Goal of the exercise —
Lay out the listing below as a Markdown table with two columns, Row and Line. Give each line its own numbered row and skip any blank lines.
□ □ □ □ □ □ □
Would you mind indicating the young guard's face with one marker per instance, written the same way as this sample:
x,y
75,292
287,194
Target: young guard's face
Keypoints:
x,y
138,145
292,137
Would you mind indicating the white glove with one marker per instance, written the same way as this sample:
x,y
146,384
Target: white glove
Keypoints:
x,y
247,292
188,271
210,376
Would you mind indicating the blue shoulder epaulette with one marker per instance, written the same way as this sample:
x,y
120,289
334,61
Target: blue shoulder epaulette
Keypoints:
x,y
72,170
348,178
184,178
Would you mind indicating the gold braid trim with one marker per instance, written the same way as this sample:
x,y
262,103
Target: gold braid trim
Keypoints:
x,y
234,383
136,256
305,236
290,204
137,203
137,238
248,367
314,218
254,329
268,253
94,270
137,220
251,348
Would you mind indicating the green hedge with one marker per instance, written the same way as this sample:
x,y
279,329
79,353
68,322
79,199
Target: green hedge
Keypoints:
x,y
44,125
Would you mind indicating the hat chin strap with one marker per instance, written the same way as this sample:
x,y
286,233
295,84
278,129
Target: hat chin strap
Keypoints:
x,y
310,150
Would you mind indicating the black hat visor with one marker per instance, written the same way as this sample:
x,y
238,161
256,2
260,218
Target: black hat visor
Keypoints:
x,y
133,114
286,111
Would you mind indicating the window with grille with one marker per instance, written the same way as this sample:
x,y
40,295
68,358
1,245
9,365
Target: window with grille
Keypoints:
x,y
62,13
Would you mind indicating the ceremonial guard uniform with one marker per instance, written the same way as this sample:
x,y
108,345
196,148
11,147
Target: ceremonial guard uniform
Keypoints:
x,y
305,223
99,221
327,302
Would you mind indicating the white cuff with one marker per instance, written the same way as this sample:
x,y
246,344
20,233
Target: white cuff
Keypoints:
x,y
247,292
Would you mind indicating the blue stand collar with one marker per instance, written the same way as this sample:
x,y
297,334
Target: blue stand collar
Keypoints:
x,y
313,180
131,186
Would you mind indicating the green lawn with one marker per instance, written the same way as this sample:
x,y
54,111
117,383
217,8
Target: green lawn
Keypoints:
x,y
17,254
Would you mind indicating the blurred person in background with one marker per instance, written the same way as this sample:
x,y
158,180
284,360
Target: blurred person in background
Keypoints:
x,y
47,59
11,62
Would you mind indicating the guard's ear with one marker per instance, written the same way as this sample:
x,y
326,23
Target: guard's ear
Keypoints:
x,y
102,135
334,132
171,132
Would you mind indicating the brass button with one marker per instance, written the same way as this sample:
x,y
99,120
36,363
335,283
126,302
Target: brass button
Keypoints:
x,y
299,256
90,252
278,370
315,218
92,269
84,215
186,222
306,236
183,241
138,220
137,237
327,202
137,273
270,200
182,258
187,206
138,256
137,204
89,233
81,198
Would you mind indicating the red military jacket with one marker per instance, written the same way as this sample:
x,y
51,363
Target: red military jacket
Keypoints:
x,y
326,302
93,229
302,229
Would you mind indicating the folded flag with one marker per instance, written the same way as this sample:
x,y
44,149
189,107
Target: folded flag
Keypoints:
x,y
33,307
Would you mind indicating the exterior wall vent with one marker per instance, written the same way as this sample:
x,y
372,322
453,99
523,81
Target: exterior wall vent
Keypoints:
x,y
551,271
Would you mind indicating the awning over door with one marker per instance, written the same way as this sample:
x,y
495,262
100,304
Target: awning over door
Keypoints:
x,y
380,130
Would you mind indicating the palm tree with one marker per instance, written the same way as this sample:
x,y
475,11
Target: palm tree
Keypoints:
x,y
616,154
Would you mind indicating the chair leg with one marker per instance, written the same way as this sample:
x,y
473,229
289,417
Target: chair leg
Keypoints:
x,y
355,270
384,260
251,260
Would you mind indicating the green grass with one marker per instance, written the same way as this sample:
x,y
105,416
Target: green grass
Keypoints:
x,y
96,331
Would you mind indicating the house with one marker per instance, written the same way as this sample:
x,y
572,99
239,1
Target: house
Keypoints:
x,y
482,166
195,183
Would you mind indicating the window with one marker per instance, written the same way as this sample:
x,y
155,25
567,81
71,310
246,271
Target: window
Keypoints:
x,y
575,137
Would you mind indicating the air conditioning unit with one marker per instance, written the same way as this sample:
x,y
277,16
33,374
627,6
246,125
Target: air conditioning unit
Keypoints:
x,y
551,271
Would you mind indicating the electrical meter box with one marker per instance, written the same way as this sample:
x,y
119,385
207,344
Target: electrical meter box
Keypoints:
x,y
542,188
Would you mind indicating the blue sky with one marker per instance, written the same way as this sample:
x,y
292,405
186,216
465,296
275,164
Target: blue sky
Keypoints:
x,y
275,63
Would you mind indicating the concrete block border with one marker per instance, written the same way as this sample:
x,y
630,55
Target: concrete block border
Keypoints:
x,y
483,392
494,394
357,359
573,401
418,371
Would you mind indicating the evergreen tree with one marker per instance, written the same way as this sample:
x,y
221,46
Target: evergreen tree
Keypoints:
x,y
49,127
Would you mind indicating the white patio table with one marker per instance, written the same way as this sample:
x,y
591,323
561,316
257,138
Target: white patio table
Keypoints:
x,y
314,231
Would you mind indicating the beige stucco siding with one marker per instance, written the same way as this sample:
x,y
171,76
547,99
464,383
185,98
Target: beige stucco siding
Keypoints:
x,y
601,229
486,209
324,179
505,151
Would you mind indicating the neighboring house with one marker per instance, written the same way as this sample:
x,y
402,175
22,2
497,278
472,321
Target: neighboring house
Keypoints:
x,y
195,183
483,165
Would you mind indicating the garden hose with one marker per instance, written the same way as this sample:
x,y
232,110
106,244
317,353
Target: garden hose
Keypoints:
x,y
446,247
□ □ □ □ □ □ □
The answer —
| Row | Line |
|---|---|
| 1 | Would you mind indicating the young guard's face with one marker per instance, written the same way as this sample: |
| 2 | x,y |
| 3 | 75,292 |
| 4 | 287,194 |
| 5 | Target: young guard's face |
| 6 | Keypoints: |
| 7 | x,y |
| 8 | 138,145 |
| 9 | 292,137 |
| 10 | Would you mind indicating the white glove with one marker per instance, written the same way as this sample: |
| 11 | x,y |
| 12 | 146,384 |
| 13 | Target: white glove |
| 14 | Keypoints: |
| 15 | x,y |
| 16 | 247,292 |
| 17 | 188,271 |
| 18 | 210,376 |
| 19 | Would you mind indicating the blue shoulder epaulette with one marker per instance, written the same way as this sample: |
| 20 | x,y |
| 21 | 120,289 |
| 22 | 334,61 |
| 23 | Target: blue shoulder epaulette |
| 24 | Keypoints: |
| 25 | x,y |
| 26 | 72,170 |
| 27 | 348,178 |
| 28 | 184,178 |
| 29 | Would you mind indicating the gold braid trim with one marker per instance, written the same way as this sample: |
| 30 | x,y |
| 31 | 262,103 |
| 32 | Target: gold braid trim |
| 33 | Keypoints: |
| 34 | x,y |
| 35 | 234,383 |
| 36 | 136,256 |
| 37 | 305,236 |
| 38 | 290,204 |
| 39 | 137,203 |
| 40 | 137,238 |
| 41 | 248,367 |
| 42 | 314,218 |
| 43 | 254,329 |
| 44 | 268,253 |
| 45 | 94,270 |
| 46 | 137,220 |
| 47 | 251,348 |
| 48 | Would you mind indicating the green hedge with one marker per instance, written the same way as this sample: |
| 49 | x,y |
| 50 | 279,329 |
| 51 | 79,353 |
| 52 | 68,322 |
| 53 | 79,199 |
| 54 | Target: green hedge |
| 55 | Keypoints: |
| 56 | x,y |
| 57 | 44,125 |
| 58 | Would you mind indicating the hat chin strap with one marker per instance, written the same way as this sample: |
| 59 | x,y |
| 60 | 286,233 |
| 61 | 295,84 |
| 62 | 278,129 |
| 63 | Target: hat chin strap |
| 64 | Keypoints: |
| 65 | x,y |
| 66 | 310,150 |
| 67 | Would you mind indicating the black hat visor with one marker per instance, written the same way as this sample: |
| 68 | x,y |
| 69 | 238,161 |
| 70 | 256,2 |
| 71 | 260,218 |
| 72 | Target: black hat visor |
| 73 | Keypoints: |
| 74 | x,y |
| 75 | 133,114 |
| 76 | 286,111 |
| 77 | Would you mind indicating the window with grille with one marker per instance, written the same way as this sample: |
| 78 | x,y |
| 79 | 40,295 |
| 80 | 68,358 |
| 81 | 1,245 |
| 82 | 9,365 |
| 83 | Target: window with grille |
| 84 | Keypoints: |
| 85 | x,y |
| 86 | 62,13 |
| 87 | Would you mind indicating the ceremonial guard uniform with one marker per instance, written the same way as this sample: |
| 88 | x,y |
| 89 | 108,345 |
| 90 | 196,148 |
| 91 | 11,147 |
| 92 | Target: ceremonial guard uniform |
| 93 | Keypoints: |
| 94 | x,y |
| 95 | 305,223 |
| 96 | 99,221 |
| 97 | 327,302 |
| 98 | Would you mind indicating the white cuff with one marker per instance, written the same way as this sample: |
| 99 | x,y |
| 100 | 246,344 |
| 101 | 20,233 |
| 102 | Target: white cuff |
| 103 | Keypoints: |
| 104 | x,y |
| 105 | 247,292 |
| 106 | Would you mind indicating the blue stand collar with one marker per instance, written the same way as this sample: |
| 107 | x,y |
| 108 | 297,334 |
| 109 | Target: blue stand collar |
| 110 | Keypoints: |
| 111 | x,y |
| 112 | 313,180 |
| 113 | 131,186 |
| 114 | Would you mind indicating the green lawn with one marker per instance, written the same way as this sample: |
| 115 | x,y |
| 116 | 54,111 |
| 117 | 117,383 |
| 118 | 217,8 |
| 119 | Target: green lawn |
| 120 | Keypoints: |
| 121 | x,y |
| 122 | 17,254 |
| 123 | Would you mind indicating the blurred person in background with one marker per instance, written the same way as this sample: |
| 124 | x,y |
| 125 | 158,180 |
| 126 | 284,360 |
| 127 | Target: blurred person in background |
| 128 | Keypoints: |
| 129 | x,y |
| 130 | 47,59 |
| 131 | 11,62 |
| 132 | Would you mind indicating the guard's ear with one marker per instance, written the same way as this sample: |
| 133 | x,y |
| 134 | 326,23 |
| 135 | Target: guard's ear |
| 136 | Keypoints: |
| 137 | x,y |
| 138 | 102,135 |
| 139 | 334,132 |
| 140 | 171,132 |
| 141 | Would you mind indicating the brass button with one marker per instance, written the same way as this sample: |
| 142 | x,y |
| 143 | 99,120 |
| 144 | 36,363 |
| 145 | 335,283 |
| 146 | 126,302 |
| 147 | Target: brass button |
| 148 | Keypoints: |
| 149 | x,y |
| 150 | 299,256 |
| 151 | 90,252 |
| 152 | 278,370 |
| 153 | 315,218 |
| 154 | 92,269 |
| 155 | 84,215 |
| 156 | 186,222 |
| 157 | 306,236 |
| 158 | 183,241 |
| 159 | 138,220 |
| 160 | 137,237 |
| 161 | 327,202 |
| 162 | 137,273 |
| 163 | 270,200 |
| 164 | 182,258 |
| 165 | 187,206 |
| 166 | 138,256 |
| 167 | 137,204 |
| 168 | 89,233 |
| 169 | 81,198 |
| 170 | Would you mind indicating the red military jacket with one marker per instance, written the same way as this sample: |
| 171 | x,y |
| 172 | 51,363 |
| 173 | Target: red military jacket |
| 174 | Keypoints: |
| 175 | x,y |
| 176 | 326,302 |
| 177 | 93,229 |
| 178 | 302,229 |
| 179 | Would you mind indicating the folded flag with one marker per instance, written the same way as this sample: |
| 180 | x,y |
| 181 | 44,149 |
| 182 | 189,107 |
| 183 | Target: folded flag |
| 184 | Keypoints: |
| 185 | x,y |
| 186 | 33,307 |
| 187 | Would you mind indicating the exterior wall vent with one marker per instance, written the same way as this sample: |
| 188 | x,y |
| 189 | 372,322 |
| 190 | 453,99 |
| 191 | 523,81 |
| 192 | Target: exterior wall vent |
| 193 | Keypoints: |
| 194 | x,y |
| 195 | 551,271 |
| 196 | Would you mind indicating the awning over door with one marker per instance, written the same way as this sample: |
| 197 | x,y |
| 198 | 495,262 |
| 199 | 100,304 |
| 200 | Target: awning over door |
| 201 | Keypoints: |
| 202 | x,y |
| 203 | 380,130 |
| 204 | Would you mind indicating the palm tree with one marker per instance, written the same way as this sample: |
| 205 | x,y |
| 206 | 475,11 |
| 207 | Target: palm tree |
| 208 | Keypoints: |
| 209 | x,y |
| 210 | 616,154 |
| 211 | Would you mind indicating the chair leg with one marker per instance, written the same way as this sample: |
| 212 | x,y |
| 213 | 473,229 |
| 214 | 289,417 |
| 215 | Target: chair leg |
| 216 | Keypoints: |
| 217 | x,y |
| 218 | 355,270 |
| 219 | 384,260 |
| 220 | 251,260 |
| 221 | Would you mind indicating the green grass with one marker per instance, written the same way as this sample: |
| 222 | x,y |
| 223 | 105,416 |
| 224 | Target: green grass |
| 225 | Keypoints: |
| 226 | x,y |
| 227 | 96,331 |
| 228 | Would you mind indicating the house with one marker per instance, written the same way as this sample: |
| 229 | x,y |
| 230 | 572,99 |
| 231 | 239,1 |
| 232 | Target: house |
| 233 | Keypoints: |
| 234 | x,y |
| 235 | 482,166 |
| 236 | 195,183 |
| 237 | Would you mind indicating the window with one marker per instance, written the same way as this sample: |
| 238 | x,y |
| 239 | 155,25 |
| 240 | 567,81 |
| 241 | 71,310 |
| 242 | 246,271 |
| 243 | Target: window |
| 244 | Keypoints: |
| 245 | x,y |
| 246 | 575,137 |
| 247 | Would you mind indicating the air conditioning unit with one marker per instance, written the same way as this sample: |
| 248 | x,y |
| 249 | 277,16 |
| 250 | 33,374 |
| 251 | 627,6 |
| 252 | 246,125 |
| 253 | Target: air conditioning unit |
| 254 | Keypoints: |
| 255 | x,y |
| 256 | 551,271 |
| 257 | Would you mind indicating the electrical meter box with one marker per instance, written the same way as this sample: |
| 258 | x,y |
| 259 | 119,385 |
| 260 | 207,344 |
| 261 | Target: electrical meter box |
| 262 | Keypoints: |
| 263 | x,y |
| 264 | 542,188 |
| 265 | Would you mind indicating the blue sky with one marker per instance, written the same way as this sample: |
| 266 | x,y |
| 267 | 292,405 |
| 268 | 186,216 |
| 269 | 465,296 |
| 270 | 275,164 |
| 271 | Target: blue sky |
| 272 | Keypoints: |
| 273 | x,y |
| 274 | 275,63 |
| 275 | Would you mind indicating the concrete block border with one marker per instance, written the same way as this sample: |
| 276 | x,y |
| 277 | 630,55 |
| 278 | Target: concrete block border |
| 279 | Keypoints: |
| 280 | x,y |
| 281 | 483,392 |
| 282 | 494,394 |
| 283 | 357,359 |
| 284 | 573,401 |
| 285 | 418,371 |
| 286 | Would you mind indicating the evergreen tree with one marker per instance, written the same way as this sample: |
| 287 | x,y |
| 288 | 221,46 |
| 289 | Target: evergreen tree |
| 290 | Keypoints: |
| 291 | x,y |
| 292 | 49,127 |
| 293 | Would you mind indicating the white patio table with one marker per instance, written the same way as this sample: |
| 294 | x,y |
| 295 | 591,323 |
| 296 | 561,316 |
| 297 | 257,138 |
| 298 | Target: white patio table |
| 299 | Keypoints: |
| 300 | x,y |
| 301 | 314,231 |
| 302 | Would you mind indicating the beige stucco siding with one marker per instance, written the same way as this sample: |
| 303 | x,y |
| 304 | 171,76 |
| 305 | 547,99 |
| 306 | 464,383 |
| 307 | 185,98 |
| 308 | Target: beige stucco siding |
| 309 | Keypoints: |
| 310 | x,y |
| 311 | 601,229 |
| 312 | 486,209 |
| 313 | 324,179 |
| 314 | 505,151 |
| 315 | Would you mind indicating the neighboring house with one marker per instance, written the same way as this sample: |
| 316 | x,y |
| 317 | 402,175 |
| 318 | 22,2 |
| 319 | 497,278 |
| 320 | 472,321 |
| 321 | Target: neighboring house |
| 322 | Keypoints: |
| 323 | x,y |
| 324 | 195,183 |
| 325 | 483,165 |
| 326 | Would you mind indicating the garden hose with one marker per instance, written the same way as this sample: |
| 327 | x,y |
| 328 | 232,110 |
| 329 | 106,244 |
| 330 | 317,353 |
| 331 | Target: garden hose |
| 332 | Keypoints: |
| 333 | x,y |
| 334 | 446,247 |